■ **What you should do**
Repeat word for word every line from the one holding "# one point per instance in the form pixel 93" to the end of the material below.
Records for the task START
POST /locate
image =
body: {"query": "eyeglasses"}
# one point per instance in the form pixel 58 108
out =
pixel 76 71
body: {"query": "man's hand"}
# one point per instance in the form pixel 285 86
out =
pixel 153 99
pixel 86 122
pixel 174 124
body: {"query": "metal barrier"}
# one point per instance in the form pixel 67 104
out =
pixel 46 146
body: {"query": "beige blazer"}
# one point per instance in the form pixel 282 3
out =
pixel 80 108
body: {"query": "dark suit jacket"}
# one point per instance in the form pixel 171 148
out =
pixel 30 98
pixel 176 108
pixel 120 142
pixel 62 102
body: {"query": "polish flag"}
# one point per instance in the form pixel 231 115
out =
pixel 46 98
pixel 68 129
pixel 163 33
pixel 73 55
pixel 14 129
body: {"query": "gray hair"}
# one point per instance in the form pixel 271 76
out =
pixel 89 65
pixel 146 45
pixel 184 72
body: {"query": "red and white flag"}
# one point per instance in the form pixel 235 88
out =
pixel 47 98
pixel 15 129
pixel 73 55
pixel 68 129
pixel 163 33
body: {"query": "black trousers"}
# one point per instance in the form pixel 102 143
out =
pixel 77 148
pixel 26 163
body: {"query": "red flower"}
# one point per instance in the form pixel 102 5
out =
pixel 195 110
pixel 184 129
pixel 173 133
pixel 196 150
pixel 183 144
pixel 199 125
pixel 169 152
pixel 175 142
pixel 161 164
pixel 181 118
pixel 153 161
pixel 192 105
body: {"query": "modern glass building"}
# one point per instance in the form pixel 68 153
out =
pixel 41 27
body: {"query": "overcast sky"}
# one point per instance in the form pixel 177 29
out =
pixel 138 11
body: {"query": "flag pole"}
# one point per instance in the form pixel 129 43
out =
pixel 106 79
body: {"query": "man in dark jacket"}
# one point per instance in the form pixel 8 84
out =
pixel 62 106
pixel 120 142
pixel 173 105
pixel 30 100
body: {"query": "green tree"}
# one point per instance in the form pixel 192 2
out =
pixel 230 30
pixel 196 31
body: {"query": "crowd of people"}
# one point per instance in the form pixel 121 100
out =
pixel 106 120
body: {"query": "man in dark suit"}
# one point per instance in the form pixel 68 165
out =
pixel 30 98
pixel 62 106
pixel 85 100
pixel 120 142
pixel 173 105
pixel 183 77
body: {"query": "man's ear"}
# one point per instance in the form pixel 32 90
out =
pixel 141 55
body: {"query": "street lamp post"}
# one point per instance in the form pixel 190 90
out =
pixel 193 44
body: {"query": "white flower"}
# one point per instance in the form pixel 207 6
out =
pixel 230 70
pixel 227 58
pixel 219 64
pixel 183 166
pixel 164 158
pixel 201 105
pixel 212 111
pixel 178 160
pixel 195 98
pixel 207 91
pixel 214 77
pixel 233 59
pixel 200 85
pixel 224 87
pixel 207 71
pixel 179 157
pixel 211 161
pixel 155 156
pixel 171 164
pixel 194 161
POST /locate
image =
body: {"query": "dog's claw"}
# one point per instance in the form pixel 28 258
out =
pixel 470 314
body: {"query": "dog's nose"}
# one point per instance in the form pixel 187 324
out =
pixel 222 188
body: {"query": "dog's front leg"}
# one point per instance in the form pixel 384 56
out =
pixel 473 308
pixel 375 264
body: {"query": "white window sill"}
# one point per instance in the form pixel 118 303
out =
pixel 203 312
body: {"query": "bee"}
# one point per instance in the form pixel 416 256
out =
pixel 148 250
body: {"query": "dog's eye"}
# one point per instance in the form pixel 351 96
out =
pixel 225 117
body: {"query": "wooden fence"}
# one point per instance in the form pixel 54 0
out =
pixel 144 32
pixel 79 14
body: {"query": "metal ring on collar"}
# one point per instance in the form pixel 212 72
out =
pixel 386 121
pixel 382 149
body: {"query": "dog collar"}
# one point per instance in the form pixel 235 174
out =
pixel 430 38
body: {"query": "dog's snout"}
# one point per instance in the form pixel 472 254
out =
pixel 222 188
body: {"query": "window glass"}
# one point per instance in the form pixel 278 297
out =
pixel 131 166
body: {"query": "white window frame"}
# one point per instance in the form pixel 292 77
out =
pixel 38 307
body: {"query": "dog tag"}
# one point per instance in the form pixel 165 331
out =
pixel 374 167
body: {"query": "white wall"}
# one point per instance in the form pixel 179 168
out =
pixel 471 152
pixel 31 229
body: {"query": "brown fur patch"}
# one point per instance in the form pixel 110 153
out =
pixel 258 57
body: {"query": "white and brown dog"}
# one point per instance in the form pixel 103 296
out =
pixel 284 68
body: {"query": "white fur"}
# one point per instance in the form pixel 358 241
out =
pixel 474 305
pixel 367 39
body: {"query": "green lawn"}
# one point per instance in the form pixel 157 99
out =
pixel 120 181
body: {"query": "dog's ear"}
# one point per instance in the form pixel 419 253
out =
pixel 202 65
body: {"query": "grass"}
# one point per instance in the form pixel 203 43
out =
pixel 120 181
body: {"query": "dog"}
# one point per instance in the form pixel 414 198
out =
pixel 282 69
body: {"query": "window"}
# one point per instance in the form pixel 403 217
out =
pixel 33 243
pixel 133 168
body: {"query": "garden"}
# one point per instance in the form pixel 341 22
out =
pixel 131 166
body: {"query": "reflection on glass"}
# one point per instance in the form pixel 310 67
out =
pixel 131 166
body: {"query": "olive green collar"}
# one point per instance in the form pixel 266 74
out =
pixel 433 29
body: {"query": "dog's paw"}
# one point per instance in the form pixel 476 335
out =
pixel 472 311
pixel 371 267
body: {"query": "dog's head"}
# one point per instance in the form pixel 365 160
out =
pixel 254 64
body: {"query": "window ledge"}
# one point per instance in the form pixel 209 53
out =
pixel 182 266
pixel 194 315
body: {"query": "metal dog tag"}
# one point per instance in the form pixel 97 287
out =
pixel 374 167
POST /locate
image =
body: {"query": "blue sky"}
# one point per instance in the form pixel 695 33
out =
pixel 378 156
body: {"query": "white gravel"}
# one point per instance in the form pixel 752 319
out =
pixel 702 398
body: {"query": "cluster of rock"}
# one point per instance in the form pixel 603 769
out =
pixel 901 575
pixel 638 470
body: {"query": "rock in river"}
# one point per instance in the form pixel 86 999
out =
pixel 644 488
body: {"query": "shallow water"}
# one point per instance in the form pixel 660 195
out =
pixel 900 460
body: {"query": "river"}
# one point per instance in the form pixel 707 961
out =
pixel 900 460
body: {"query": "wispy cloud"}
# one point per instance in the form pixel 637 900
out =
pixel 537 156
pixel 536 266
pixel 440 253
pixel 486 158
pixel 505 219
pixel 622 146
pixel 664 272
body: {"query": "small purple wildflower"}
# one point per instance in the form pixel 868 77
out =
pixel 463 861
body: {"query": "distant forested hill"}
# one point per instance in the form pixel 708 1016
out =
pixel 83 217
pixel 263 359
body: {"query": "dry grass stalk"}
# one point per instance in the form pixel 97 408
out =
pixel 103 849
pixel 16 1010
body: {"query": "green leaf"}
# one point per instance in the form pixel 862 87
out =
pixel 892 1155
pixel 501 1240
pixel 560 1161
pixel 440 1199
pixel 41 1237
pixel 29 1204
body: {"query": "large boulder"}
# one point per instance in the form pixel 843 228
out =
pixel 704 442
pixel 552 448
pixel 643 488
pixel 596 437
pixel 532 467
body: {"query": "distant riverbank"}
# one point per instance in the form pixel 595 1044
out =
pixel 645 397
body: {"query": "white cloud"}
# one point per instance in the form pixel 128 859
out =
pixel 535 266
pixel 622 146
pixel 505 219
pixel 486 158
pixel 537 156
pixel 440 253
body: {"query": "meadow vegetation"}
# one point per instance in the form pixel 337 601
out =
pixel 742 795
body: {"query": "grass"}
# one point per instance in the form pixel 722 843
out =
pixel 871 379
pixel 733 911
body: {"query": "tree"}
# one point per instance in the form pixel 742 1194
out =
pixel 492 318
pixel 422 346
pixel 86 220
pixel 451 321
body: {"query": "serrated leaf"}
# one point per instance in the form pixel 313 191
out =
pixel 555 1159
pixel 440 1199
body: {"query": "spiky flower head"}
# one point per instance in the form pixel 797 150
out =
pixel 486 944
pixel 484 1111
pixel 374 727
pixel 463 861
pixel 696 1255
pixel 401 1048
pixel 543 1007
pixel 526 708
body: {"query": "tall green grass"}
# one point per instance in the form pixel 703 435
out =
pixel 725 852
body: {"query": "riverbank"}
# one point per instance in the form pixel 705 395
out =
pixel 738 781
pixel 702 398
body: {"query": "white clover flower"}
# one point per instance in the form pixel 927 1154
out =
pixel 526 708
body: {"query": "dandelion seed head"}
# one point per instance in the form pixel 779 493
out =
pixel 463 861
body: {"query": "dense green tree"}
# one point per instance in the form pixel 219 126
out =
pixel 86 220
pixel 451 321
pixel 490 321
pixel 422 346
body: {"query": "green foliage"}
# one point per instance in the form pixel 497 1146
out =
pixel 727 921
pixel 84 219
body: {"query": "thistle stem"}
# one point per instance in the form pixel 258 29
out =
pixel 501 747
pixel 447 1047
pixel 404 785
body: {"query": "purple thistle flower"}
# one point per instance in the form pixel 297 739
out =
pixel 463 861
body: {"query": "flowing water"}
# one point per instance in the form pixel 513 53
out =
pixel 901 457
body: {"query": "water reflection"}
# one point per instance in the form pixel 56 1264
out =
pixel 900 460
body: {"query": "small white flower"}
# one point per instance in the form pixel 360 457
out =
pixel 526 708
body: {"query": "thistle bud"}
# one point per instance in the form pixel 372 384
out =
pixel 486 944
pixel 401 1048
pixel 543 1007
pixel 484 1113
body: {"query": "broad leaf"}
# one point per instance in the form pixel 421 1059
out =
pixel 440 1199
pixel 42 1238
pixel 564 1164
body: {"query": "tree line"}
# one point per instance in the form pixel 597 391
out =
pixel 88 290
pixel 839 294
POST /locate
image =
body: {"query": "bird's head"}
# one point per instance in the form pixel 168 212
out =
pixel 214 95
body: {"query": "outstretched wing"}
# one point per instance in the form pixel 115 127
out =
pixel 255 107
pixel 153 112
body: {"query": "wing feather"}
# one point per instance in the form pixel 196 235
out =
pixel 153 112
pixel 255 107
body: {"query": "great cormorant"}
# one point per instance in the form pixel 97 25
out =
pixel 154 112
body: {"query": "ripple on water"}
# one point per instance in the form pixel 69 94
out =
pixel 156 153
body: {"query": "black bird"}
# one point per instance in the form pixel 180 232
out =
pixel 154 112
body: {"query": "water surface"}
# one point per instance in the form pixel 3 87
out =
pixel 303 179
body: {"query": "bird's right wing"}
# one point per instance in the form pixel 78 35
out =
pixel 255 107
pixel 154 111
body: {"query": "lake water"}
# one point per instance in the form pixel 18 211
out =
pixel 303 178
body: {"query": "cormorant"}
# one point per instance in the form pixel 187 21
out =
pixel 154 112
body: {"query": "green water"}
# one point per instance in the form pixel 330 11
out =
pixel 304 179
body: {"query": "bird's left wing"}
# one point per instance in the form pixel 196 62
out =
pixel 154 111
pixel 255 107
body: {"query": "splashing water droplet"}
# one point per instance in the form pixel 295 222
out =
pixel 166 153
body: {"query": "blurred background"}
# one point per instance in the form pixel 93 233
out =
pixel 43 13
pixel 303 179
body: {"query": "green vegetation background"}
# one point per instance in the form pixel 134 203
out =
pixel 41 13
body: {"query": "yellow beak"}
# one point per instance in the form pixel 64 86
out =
Records for the task END
■ **Response**
# one point per instance in the form pixel 93 233
out =
pixel 43 13
pixel 303 179
body: {"query": "green vegetation background"}
# one point per instance in the form pixel 134 203
out =
pixel 41 13
body: {"query": "yellow beak"}
# one point per instance in the form pixel 64 86
out =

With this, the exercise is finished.